EXERCISE PROMPT
Continue the post on LINQ to SQL and Entity Framework serialization with WCF, starting after its last sentence.

====== SOURCE DOCUMENT ======

Tuesday, October 09, 2007

LINQ to SQL and Entity Framework XML Serialization Issues with WCF - Part 1

Setting LINQ to SQL's Serialization property value for entities to Unidirectional in the O/R Designer's properties window for the entity enables Windows Communication Foundation's default DataContractSerializer (DCS). The DCS implements the Shared Contract mode, which (in Aaron Skonnard's words) "shares the schema contract across the wire." An alternative NetDataContractSerializer (NDCS) shares .NET Framework types and implements Shared Type mode, which isn't interoperable. The third alternative is .NET 2.0 and earlier's XMLSerializer.

However DCS doesn't maintain full object-graph schema fidelity of the original entity's properties. You lose EntityRefs for m:1 associations if your object has EntitySets for 1:n associations that share a common property. In this case, you have a circular reference or cycle. The DCS doesn't serialize circular references by default, so these EntityRef properties lose their [DataMember] attribute on the server and the [System.Runtime.Serialization.DataMemberAttribute()] decoration on the client. 

The DCS also adds an ExtensionData property of the ExtensionData type to support round-tripping with new service versions that have added properties. The property stores any data from future versions of the data contract that is unknown to the current version.

====== INFORMATION SHOWN ======

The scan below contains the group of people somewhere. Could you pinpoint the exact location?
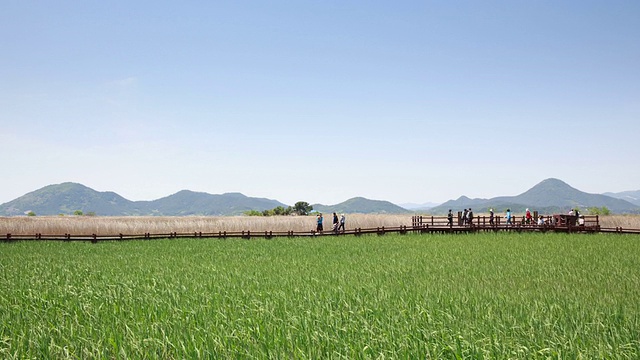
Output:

======

FINAL ANSWER
LINQ to SQL automatically adds the EntityRef value and you usually can ignore ExtensionData property. This article offers a link to a complex workaround to enable serializing EntityRefs for m:1 associations. This doesn't fully conform ServiceName.EntityName objects sent to and returned from service clients with the original DataContextName.EntityName objects because you can't remove the ExtensionData property.

The Entity Framework (EF) and Entity Data Model (EDM) support only binary serialization of entities and make no provision whatsoever for XML serialization of entity relationships. Julie Lerman addresses this issue in her XML Serializing Entity Framework entities with their children for SOA post of October 2, 2007. Julie proposes constructing a facade from the original entities and decorating the entity and member with [DataContract] and [DataMember] attributes to enable WCF serialization. It remains to be seen if WCF can handle cycles in facades; this is a more serious issue for the EF, because EntityRefs replace—rather than supplement—foreign-key values.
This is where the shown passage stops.